[[ RECORDS FOR THE TASK open ]]
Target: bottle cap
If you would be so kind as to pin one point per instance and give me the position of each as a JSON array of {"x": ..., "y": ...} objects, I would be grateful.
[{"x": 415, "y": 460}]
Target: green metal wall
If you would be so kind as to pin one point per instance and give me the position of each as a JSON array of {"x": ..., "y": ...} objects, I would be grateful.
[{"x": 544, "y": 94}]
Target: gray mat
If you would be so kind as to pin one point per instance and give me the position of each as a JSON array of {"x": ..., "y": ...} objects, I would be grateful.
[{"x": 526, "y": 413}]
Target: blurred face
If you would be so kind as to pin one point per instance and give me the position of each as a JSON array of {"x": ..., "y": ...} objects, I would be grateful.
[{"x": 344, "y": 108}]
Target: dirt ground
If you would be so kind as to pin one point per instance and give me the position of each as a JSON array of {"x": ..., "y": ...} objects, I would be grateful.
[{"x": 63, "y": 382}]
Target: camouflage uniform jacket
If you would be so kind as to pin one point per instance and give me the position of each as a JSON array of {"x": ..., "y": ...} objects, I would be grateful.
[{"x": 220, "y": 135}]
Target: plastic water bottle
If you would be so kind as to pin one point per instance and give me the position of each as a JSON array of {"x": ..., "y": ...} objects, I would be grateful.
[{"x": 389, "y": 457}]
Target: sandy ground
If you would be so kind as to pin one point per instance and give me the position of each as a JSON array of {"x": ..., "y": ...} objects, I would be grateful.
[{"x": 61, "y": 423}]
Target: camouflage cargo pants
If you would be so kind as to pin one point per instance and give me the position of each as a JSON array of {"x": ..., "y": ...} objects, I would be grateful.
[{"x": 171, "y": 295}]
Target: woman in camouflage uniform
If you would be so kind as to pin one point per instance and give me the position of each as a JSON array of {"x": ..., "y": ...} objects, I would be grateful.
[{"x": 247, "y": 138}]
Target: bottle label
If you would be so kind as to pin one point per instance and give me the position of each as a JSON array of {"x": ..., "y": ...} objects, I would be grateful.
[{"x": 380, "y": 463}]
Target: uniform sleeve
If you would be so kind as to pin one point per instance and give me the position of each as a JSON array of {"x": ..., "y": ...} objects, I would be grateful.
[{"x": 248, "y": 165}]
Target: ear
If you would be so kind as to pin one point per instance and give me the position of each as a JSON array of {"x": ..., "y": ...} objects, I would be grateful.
[[ RECORDS FOR THE TASK closed ]]
From the data above, output exactly the lines between the one containing "Target: camouflage uniform jacket" and the one containing "Target: woman in camouflage uniform", counting both of them.

Target: camouflage uniform jacket
If you would be so kind as to pin one point per instance and give me the position of each as a JSON array of {"x": ..., "y": ...} objects, I would be grateful.
[{"x": 220, "y": 135}]
Target: plastic water bottle
If you would be so kind as to pin one point per instance and give me the position of each as a JSON array of {"x": ..., "y": ...} objects, I would be grateful.
[{"x": 389, "y": 457}]
Target: sandy ground
If you would be so kind as to pin one point per instance and give me the position of each as a JSON array of {"x": ..., "y": ...} objects, I would be grateful.
[{"x": 61, "y": 423}]
Target: camouflage cargo pants
If you would be so kind as to pin one point per instance and give me the position of each as a JSON array of {"x": ..., "y": ...} objects, I would be grateful.
[{"x": 171, "y": 295}]
Target: woman in camouflage uniform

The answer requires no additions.